The past fortnight has seen extreme rain that has caused floods and landslides across several countries including India, China and Japan.
Hundreds of thousands of people have been forced to evacuate as a result.
On Friday, South Korea was on high alert as a storm battered the capital Seoul, while in the Philippines officials warned of a tropical cyclone.
Earlier this week, Japan also reported record-breaking floods on the island of Kyushu in which at least eight people, including a local politician, died. Others are still missing.
“It’s raining like never before,” a spokesman for Japan’s meteorological agency said, as cities around the country logged record amounts of rain.
The World Meteorological Organization’s director of hydrology, water and cryosphere said developed countries such as Japan were “extremely alert, and they’re also very well prepared when it comes to flood management measures.”
“But many low-income countries have no warnings in place, hardly any flood defence structures and no integrated flood management,” Stefan Uhlenbrook added in his statement on Thursday.
Japanese authorities had earlier in the week evacuated more than 420,000 residents from two prefectures in Kyushu island.
“Your life is in danger, you need to take action immediately,” the orders read.
Meanwhile in Seoul, 135 people were evacuated early Friday as torrential rain hit the South Korean capital, causing power cuts across 4,000 households.
In an emergency meeting with government agencies, Prime Minister Han Duck-soo said preventing deaths was the country’s top priority.
“All public officials should remain alert and respond until the end of the monsoon,” Mr Han told local media.
He also warned officials to “thoroughly prepare” for the possibility of North Korea releasing water from a dam near the inter-Korean border after the country also received heavy rain.
Such releases in the past have often occurred without notice and led to flooding and deaths in the South.

PROVIDED INFORMATION
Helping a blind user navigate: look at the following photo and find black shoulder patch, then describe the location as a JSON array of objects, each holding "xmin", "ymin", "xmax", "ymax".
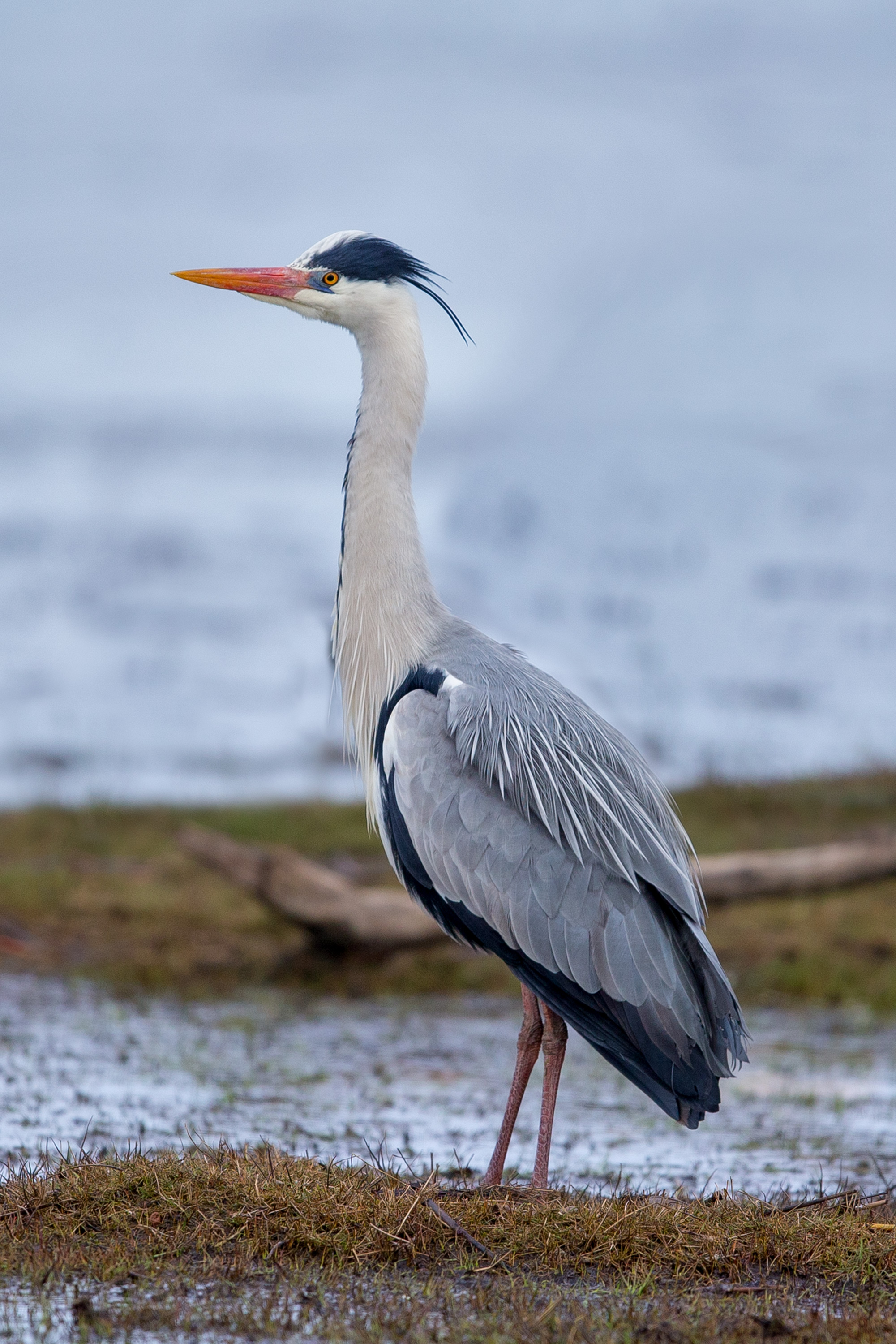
[
  {"xmin": 375, "ymin": 667, "xmax": 719, "ymax": 1129},
  {"xmin": 373, "ymin": 667, "xmax": 447, "ymax": 773}
]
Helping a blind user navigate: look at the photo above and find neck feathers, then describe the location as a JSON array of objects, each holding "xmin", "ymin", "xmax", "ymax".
[{"xmin": 333, "ymin": 285, "xmax": 442, "ymax": 804}]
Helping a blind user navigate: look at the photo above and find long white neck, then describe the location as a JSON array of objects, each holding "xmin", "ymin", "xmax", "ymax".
[{"xmin": 333, "ymin": 285, "xmax": 443, "ymax": 801}]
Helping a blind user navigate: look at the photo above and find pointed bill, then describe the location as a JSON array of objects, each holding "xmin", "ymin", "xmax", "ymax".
[{"xmin": 172, "ymin": 266, "xmax": 310, "ymax": 298}]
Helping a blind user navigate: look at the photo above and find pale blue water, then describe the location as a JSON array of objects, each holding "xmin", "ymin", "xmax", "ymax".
[
  {"xmin": 0, "ymin": 0, "xmax": 896, "ymax": 805},
  {"xmin": 0, "ymin": 976, "xmax": 896, "ymax": 1193}
]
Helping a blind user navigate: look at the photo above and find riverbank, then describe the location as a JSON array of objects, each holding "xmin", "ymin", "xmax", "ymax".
[
  {"xmin": 0, "ymin": 1148, "xmax": 896, "ymax": 1344},
  {"xmin": 0, "ymin": 773, "xmax": 896, "ymax": 1012}
]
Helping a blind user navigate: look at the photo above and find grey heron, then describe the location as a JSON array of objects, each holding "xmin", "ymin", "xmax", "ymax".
[{"xmin": 177, "ymin": 233, "xmax": 747, "ymax": 1188}]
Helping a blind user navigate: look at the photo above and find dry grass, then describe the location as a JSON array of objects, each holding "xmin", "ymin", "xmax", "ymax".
[
  {"xmin": 9, "ymin": 1148, "xmax": 896, "ymax": 1344},
  {"xmin": 0, "ymin": 773, "xmax": 896, "ymax": 1012},
  {"xmin": 0, "ymin": 1148, "xmax": 896, "ymax": 1293}
]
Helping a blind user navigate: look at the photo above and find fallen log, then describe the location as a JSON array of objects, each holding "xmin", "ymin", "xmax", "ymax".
[
  {"xmin": 177, "ymin": 825, "xmax": 449, "ymax": 954},
  {"xmin": 179, "ymin": 825, "xmax": 896, "ymax": 956},
  {"xmin": 699, "ymin": 831, "xmax": 896, "ymax": 905}
]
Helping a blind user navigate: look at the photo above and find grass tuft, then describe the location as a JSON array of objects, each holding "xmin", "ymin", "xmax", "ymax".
[{"xmin": 0, "ymin": 1146, "xmax": 896, "ymax": 1296}]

REQUIRED ACTIONS
1. Do these statements agree with the flood report? For each, answer yes or no and quote the words that decide it.
(a) At least eight people died in the floods on Kyushu.
(b) Torrential rain in Seoul caused power cuts across 40,000 households.
(c) Stefan Uhlenbrook made his statement on Friday.
2. Can you quote the flood report starting with "The past fortnight" and going on through "a tropical cyclone."?

RESPONSES IN ORDER
1.
(a) Yes: "at least eight people, including a local politician, died"
(b) No: "causing power cuts across 4,000 households"
(c) No: "in his statement on Thursday"

2.
The past fortnight has seen extreme rain that has caused floods and landslides across several countries including India, China and Japan.
Hundreds of thousands of people have been forced to evacuate as a result.
On Friday, South Korea was on high alert as a storm battered the capital Seoul, while in the Philippines officials warned of a tropical cyclone.